• _REQUEST 1_: Recast part of the listing below as a JSON list of strings, one string per line, with blank lines omitted. Begin at the line that contains "Can you find the brick" and stop after the final line of the listing.

• _READING PASSAGE_:
[START]

Africa’s development debate has been shaped for years by the same tired assumptions. The continent is often spoken about as if its future depends on the generosity of Western taxpayers. It does not. And it never has.

 

Let us be clear from the beginning. I am not against foreign aid. Humanitarian aid does save lives during emergencies and anyone who has worked in conflict or disaster settings knows its value. But humanitarian aid is not development. And development is not humanitarian aid. Mixing both is how we ended up with the confused narrative that Africa’s progress rises and falls with donor budgets.

 

The latest claim making the rounds is that aid cuts are causing deaths in Africa. There is modelling behind that claim. WHO and Global Fund projections do exist, and I won’t pretend otherwise. But projections are not verdicts, and modelling is not a substitute for governance. Even if the worst projections prove accurate, the issue is not whether aid cuts hurt. Of course they do. The question we should be asking is why African health systems remain structured in ways that a shift in a foreign budget cycle can be a matter of life and death for our own citizens. That is not a donor failure. That is a sovereignty failure.

 

The responsibility for preventing unnecessary deaths in Africa rests with African governments. Not with taxpayers in the United States, the United Kingdom or Europe. Sovereignty means responsibility. Governance means accountability. And accountability cannot be outsourced.

 

So if aid is not what Africa needs to develop, what does Africa actually need.

 

Institutions that work

Every serious study of development points to one conclusion. Institutions matter. Countries with predictable regulatory systems, credible judicial processes and competent public administrations attract investment, mobilise domestic resources and create jobs.

 

The African Development Bank estimates Africa’s infrastructure financing needs at $181 to $221 billion annually through 2030. The African Economic Outlook shows that countries with stronger institutions have significantly higher investment to GDP ratios than those with weak governance. That is not ideology. That is backed up by data.

[END]

(Excerpts of pointing data)
[START]

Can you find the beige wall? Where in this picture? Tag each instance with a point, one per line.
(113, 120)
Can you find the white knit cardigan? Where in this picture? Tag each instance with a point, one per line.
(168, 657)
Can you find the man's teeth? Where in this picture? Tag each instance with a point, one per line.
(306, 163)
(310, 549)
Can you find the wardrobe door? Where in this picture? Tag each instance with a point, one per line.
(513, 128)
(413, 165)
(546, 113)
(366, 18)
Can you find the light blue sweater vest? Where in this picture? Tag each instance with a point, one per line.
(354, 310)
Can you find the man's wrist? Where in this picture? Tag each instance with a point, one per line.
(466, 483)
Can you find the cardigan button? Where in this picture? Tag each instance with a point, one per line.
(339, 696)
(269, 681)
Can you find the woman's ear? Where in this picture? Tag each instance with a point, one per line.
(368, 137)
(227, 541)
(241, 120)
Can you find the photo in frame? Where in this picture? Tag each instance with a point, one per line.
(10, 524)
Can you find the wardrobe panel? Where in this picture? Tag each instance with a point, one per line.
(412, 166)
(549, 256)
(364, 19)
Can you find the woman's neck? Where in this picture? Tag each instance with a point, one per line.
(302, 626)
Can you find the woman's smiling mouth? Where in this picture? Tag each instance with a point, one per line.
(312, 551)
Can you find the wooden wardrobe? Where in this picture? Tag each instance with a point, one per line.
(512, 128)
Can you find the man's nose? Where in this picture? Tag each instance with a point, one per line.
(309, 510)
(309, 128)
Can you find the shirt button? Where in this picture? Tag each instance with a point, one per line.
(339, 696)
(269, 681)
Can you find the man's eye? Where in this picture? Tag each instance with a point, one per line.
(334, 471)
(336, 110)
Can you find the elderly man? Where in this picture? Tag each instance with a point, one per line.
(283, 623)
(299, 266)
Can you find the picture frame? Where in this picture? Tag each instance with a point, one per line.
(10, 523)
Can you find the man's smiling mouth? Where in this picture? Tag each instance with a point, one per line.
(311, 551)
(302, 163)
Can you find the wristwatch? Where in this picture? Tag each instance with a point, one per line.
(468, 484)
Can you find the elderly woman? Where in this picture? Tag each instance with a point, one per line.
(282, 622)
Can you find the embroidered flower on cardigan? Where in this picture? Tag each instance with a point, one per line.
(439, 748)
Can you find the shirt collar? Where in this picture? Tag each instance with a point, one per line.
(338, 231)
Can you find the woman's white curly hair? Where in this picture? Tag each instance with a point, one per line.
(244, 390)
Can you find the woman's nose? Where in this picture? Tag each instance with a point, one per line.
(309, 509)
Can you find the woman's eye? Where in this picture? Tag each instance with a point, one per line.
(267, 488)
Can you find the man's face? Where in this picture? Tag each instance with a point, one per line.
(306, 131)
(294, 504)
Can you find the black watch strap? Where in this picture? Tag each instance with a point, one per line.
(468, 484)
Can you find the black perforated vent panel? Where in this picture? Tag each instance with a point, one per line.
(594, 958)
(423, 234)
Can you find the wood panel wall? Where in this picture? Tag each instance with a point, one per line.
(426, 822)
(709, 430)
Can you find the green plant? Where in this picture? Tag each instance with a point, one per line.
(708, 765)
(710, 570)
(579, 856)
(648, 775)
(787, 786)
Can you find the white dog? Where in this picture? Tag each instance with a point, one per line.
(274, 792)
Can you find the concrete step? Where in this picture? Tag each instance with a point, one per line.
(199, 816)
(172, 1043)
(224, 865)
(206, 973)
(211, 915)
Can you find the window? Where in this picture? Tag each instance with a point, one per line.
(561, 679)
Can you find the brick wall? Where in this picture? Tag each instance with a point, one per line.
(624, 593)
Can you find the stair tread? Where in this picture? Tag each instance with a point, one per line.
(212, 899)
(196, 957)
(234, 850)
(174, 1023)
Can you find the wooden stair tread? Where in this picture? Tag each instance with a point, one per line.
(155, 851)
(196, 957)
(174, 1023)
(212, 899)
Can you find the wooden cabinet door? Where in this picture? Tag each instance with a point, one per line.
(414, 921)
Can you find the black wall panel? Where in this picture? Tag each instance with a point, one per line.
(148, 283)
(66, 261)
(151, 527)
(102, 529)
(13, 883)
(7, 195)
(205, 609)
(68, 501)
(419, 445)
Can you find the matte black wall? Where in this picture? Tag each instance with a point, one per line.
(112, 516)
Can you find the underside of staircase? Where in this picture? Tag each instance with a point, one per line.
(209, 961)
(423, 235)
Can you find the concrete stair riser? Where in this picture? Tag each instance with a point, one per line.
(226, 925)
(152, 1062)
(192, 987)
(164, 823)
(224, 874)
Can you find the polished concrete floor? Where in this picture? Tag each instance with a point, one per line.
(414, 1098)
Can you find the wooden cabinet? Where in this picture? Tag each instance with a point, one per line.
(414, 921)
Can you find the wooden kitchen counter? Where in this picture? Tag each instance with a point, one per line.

[END]

• _REQUEST 2_: Name every place whose taxpayers the article on Africa's development says do not bear responsibility for preventing unnecessary deaths in Africa.

• _WRITTEN SOLUTION 1_:
[
  "Can you find the brick wall? Where in this picture? Tag each instance with a point, one per line.",
  "(624, 593)",
  "Can you find the stair tread? Where in this picture? Tag each instance with a point, one per line.",
  "(212, 899)",
  "(196, 957)",
  "(234, 850)",
  "(174, 1023)",
  "Can you find the wooden stair tread? Where in this picture? Tag each instance with a point, one per line.",
  "(155, 851)",
  "(196, 957)",
  "(174, 1023)",
  "(212, 899)",
  "Can you find the wooden cabinet door? Where in this picture? Tag each instance with a point, one per line.",
  "(414, 921)",
  "Can you find the black wall panel? Where in this picture? Tag each instance with a point, one per line.",
  "(148, 283)",
  "(66, 261)",
  "(151, 527)",
  "(102, 529)",
  "(13, 883)",
  "(7, 195)",
  "(205, 609)",
  "(68, 501)",
  "(419, 445)",
  "Can you find the matte black wall? Where in this picture? Tag each instance with a point, one per line.",
  "(112, 516)",
  "Can you find the underside of staircase? Where in this picture? Tag each instance with a point, one per line.",
  "(209, 961)",
  "(423, 235)",
  "Can you find the concrete stair riser? Where in this picture? Tag each instance with a point, one per line.",
  "(226, 925)",
  "(152, 1062)",
  "(192, 987)",
  "(164, 823)",
  "(224, 874)",
  "Can you find the polished concrete floor? Where in this picture? Tag each instance with a point, one per line.",
  "(414, 1098)",
  "Can you find the wooden cabinet? Where in this picture? Tag each instance with a point, one per line.",
  "(414, 921)",
  "Can you find the wooden kitchen counter? Where in this picture? Tag each instance with a point, one per line."
]

• _WRITTEN SOLUTION 2_:
The United States
The United Kingdom
Europe